*Work item A*
Print the stretch of the essay on music streaming from "Kiran Kalsi reflects" through "all for granted.".
*Work item B*
Carry on the essay about giving up Spotify Premium, beginning after its final sentence.

*Passage for review*
---

Why I Stopped Using Spotify Premium

Kiran Kalsi reflects on the consequences of how we listen to music, as she looks back at the recent history of music streaming, as well as looking to its future

A few months ago, my Spotify Premium subscription ran out. I was cut off unhappily from the streaming service, which has been my convenient musical companion for the past years. Like 182 million others every month, I had access to a library of music that stretches back hundreds of years. Certainly, I took this all for granted.

Yet I wasn’t the first one to have left Spotify. In 2014, Taylor Swift famously removed all her music from Spotify in protest against the accessibility of artists’ music on its free version. This free version, which I and 236 million others are now condemned to, gives users limited access to the music library whilst being ad-supported. In the Wall Street Journal, Swift wrote that:

Music is art, and art is important and rare. Important, rare things are valuable. Valuable things should be paid for. It’s my opinion that music should not be free and my prediction is that individual artists and their labels will someday decide what an album’s price point is

It’s difficult to imagine that only two decades ago, the Internet wasn’t seen as something that could benefit the music industry. The Economist’s prediction in 1997 that the music industry would be slow to realise the full impact of the Internet could not have been further from reality. In part, this was due to pioneering figures such as Robin Bechtel — an executive at Capitol Records — who demonstrated how the power of the digital revolution could be married with the release of music. With the English rock band, Radiohead, Bechtel became the first person to release a full album online. The album, ‘Kid A’, was made available using an embedded player online and subsequently rose to number one on the Billboard 200 upon its official release by Capitol Records. Anybody who feared what the Internet held for the music industry was now converted as modern music release was born.

---

*Dataset entries*
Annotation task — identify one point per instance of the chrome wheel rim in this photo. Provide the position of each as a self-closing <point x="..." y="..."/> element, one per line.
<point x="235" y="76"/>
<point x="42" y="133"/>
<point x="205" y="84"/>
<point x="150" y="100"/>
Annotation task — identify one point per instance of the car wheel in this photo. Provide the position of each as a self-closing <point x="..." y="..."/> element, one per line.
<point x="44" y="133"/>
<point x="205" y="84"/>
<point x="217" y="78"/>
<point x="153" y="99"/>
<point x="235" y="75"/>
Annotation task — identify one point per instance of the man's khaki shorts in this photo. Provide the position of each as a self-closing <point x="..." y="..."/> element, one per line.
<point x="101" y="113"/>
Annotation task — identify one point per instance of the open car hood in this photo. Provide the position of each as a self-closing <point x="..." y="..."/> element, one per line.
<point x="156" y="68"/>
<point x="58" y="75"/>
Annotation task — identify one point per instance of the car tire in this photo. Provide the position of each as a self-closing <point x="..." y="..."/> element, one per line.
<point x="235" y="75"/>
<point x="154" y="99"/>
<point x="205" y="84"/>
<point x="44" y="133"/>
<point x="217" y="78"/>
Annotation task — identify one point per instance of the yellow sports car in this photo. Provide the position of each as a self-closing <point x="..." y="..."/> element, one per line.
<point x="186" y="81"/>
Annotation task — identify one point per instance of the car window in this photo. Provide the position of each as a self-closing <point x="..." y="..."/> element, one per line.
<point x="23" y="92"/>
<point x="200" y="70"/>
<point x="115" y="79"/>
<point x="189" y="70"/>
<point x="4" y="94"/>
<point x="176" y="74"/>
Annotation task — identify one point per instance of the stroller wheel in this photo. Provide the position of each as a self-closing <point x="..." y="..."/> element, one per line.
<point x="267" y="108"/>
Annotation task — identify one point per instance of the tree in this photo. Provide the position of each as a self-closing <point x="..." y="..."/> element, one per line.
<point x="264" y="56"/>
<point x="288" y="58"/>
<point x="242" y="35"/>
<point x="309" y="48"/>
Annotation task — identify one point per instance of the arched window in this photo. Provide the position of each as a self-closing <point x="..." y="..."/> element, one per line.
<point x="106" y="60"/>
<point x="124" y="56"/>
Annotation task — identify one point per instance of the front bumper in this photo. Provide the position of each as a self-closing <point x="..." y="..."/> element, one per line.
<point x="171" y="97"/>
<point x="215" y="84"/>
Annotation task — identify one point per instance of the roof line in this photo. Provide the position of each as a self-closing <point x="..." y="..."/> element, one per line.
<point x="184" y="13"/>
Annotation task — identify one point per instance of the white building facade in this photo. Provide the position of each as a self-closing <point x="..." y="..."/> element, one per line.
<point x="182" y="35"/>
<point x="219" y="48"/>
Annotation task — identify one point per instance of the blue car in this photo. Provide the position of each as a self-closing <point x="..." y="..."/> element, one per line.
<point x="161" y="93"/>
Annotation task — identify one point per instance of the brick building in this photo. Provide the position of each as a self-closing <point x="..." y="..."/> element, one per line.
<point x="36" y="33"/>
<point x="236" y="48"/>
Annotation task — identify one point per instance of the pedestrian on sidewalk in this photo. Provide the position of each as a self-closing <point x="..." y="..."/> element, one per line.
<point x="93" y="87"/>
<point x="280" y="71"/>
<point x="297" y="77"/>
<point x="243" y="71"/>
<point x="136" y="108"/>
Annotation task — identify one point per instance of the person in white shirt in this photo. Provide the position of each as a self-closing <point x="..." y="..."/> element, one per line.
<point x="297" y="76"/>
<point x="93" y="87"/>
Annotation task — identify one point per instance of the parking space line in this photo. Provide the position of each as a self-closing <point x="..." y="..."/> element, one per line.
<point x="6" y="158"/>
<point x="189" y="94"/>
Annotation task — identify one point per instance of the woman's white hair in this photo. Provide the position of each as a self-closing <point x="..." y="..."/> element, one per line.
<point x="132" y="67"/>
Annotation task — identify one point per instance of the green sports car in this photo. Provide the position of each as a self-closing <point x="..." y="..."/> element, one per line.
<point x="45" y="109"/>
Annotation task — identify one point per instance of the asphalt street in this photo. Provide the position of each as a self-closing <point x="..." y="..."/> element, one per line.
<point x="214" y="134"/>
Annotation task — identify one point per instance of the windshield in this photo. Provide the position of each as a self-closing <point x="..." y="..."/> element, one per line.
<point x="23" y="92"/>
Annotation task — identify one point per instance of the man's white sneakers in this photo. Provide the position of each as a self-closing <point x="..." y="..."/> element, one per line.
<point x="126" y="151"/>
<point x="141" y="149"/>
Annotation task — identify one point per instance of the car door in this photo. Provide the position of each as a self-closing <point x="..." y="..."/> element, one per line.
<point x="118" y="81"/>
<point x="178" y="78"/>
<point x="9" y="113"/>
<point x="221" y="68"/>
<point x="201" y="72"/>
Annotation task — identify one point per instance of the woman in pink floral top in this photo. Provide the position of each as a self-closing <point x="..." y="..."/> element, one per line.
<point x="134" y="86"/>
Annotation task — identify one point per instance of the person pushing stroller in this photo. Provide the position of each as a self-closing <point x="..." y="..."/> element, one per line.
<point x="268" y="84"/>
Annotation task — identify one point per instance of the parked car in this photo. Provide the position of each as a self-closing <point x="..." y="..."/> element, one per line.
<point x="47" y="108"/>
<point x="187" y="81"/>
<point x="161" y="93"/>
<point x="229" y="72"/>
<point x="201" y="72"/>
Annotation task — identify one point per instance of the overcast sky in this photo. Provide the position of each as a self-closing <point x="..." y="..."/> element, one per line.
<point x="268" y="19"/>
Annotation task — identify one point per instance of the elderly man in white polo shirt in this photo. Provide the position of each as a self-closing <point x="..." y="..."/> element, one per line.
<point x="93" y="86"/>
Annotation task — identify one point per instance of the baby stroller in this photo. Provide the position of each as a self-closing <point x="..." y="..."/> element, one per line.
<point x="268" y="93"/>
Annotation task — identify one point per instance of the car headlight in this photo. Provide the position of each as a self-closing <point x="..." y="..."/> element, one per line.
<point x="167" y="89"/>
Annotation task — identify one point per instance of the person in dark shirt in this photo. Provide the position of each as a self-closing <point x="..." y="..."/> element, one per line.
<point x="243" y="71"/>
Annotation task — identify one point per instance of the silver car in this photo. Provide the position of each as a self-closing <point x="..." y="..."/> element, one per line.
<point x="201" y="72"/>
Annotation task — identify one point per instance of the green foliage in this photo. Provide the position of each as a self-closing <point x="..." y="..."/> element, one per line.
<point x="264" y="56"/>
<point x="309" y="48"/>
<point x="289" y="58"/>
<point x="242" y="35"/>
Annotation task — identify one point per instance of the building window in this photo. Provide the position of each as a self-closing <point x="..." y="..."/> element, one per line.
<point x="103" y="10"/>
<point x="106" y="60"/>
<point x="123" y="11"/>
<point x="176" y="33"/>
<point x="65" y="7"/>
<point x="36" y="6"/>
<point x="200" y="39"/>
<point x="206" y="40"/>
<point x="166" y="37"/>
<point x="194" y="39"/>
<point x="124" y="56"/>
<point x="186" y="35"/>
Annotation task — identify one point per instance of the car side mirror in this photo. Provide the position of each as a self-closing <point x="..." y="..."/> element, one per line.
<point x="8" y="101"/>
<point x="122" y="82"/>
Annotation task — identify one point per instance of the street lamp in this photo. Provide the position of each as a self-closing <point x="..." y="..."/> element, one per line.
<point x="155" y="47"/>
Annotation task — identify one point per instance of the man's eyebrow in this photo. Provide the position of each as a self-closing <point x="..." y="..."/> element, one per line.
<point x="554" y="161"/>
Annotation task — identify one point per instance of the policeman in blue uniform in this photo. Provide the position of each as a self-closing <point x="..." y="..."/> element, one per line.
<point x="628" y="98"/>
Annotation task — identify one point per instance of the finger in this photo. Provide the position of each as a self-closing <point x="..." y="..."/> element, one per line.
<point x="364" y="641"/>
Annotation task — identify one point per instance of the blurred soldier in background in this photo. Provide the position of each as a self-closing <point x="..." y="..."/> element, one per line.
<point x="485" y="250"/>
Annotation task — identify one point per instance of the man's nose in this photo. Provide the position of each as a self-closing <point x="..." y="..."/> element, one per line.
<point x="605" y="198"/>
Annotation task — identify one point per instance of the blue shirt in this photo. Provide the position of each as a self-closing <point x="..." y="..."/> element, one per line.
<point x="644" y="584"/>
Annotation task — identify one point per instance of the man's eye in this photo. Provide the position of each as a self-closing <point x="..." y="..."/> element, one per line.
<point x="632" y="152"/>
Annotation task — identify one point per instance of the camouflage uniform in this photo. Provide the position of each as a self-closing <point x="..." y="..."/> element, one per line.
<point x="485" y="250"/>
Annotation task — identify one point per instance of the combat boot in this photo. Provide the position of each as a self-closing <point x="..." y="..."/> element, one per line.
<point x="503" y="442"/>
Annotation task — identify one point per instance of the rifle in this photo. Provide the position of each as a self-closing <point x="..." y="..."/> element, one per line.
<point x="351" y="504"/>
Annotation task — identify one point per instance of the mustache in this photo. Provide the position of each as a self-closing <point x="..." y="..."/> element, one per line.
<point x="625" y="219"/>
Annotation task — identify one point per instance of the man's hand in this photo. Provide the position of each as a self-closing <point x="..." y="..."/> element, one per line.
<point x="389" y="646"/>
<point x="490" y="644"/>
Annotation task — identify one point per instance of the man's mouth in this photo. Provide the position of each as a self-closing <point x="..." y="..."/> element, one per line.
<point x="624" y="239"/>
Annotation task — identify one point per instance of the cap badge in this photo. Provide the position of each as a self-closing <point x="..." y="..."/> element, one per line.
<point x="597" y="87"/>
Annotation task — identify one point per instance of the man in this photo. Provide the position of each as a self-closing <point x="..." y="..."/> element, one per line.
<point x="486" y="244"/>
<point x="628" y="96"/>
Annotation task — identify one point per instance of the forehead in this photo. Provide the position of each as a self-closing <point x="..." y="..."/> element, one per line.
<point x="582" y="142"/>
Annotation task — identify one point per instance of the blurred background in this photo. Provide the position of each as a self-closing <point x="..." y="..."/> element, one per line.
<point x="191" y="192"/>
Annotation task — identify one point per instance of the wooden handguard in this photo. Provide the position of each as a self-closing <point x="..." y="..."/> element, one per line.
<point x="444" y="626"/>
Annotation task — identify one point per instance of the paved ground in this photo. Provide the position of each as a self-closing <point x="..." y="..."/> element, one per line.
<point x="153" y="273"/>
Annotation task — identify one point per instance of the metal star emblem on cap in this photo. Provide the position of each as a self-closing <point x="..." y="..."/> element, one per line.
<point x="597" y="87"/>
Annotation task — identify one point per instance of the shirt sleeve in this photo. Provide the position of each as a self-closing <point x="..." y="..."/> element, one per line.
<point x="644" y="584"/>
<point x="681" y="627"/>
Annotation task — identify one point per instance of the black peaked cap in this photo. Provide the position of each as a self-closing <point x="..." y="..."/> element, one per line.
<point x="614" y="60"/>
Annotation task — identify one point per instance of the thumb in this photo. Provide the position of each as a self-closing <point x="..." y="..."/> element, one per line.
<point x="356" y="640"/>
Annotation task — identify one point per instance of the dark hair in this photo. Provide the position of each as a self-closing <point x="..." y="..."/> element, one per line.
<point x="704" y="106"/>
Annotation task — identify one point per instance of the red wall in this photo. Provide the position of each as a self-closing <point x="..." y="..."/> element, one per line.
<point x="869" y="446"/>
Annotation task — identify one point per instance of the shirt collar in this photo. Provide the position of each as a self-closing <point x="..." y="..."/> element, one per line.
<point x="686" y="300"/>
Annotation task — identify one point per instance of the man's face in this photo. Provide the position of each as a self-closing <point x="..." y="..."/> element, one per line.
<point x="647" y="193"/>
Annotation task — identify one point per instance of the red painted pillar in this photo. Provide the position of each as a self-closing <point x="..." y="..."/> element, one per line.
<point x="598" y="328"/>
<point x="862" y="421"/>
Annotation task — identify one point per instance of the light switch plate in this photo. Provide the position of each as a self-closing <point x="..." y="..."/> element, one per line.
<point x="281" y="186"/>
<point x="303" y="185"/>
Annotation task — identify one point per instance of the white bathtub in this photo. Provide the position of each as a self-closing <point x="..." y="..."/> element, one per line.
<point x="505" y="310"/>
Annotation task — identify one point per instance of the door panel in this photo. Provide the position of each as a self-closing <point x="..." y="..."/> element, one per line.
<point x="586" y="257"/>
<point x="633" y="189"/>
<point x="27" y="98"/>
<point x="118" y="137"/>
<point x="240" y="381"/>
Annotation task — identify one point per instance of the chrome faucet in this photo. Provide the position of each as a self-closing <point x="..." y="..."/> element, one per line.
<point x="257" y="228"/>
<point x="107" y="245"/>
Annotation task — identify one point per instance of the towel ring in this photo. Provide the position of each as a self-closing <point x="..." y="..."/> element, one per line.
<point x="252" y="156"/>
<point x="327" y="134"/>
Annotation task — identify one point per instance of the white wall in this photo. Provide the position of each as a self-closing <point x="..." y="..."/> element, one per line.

---

*Answer area A*
Kiran Kalsi reflects on the consequences of how we listen to music, as she looks back at the recent history of music streaming, as well as looking to its future

A few months ago, my Spotify Premium subscription ran out. I was cut off unhappily from the streaming service, which has been my convenient musical companion for the past years. Like 182 million others every month, I had access to a library of music that stretches back hundreds of years. Certainly, I took this all for granted.

*Answer area B*
Capitol Record’s embeddable player which included the album as well as additional content Courtesy of Capital Records

Courtesy of Tribune Magazine

Today, streaming has become the predominant way we listen to music and the controversy has shifted to the business model Spotify uses to remunerate artists. Last year, over 156 musicians including Paul McCartney and Stevie Nicks signed an open letter to the government concerning the state of the music industry. The economic impact of streaming is increasingly seen as an unfair model to artists, who fail to see equitable compensation while streaming services boast profits; an issue that has become even more important during the Covid-19 pandemic, as musicians had to pause live performances.

Before the streaming economy, musicians would be paid a fixed price-per-song or album-sold amount. However, Spotify does not pay royalties to musicians directly. Instead, royalty payments depend on the individual agreements that musicians have with their record labels. The open letter seeks to change this through an amendment to the wording of the 1988 Copyright, Designs and Patents Act. The amendment would liken streaming royalties to that of radio, which is seen to be a fairer formula of payment to musicians.

While still controversial, the future of Spotify seems resolute. I can’t imagine going out to HMV on the day of an album release, perhaps even to find that it is sold out. There is no longer a need for Rory Gilmore and Lane Kim to formulate an elaborate plan to get Lane the new Belle and Sebastian CD. The convenience of Spotify ensures its existence. Until a more artist-friendly solution is created, I think I may just have to buy my premium subscription again.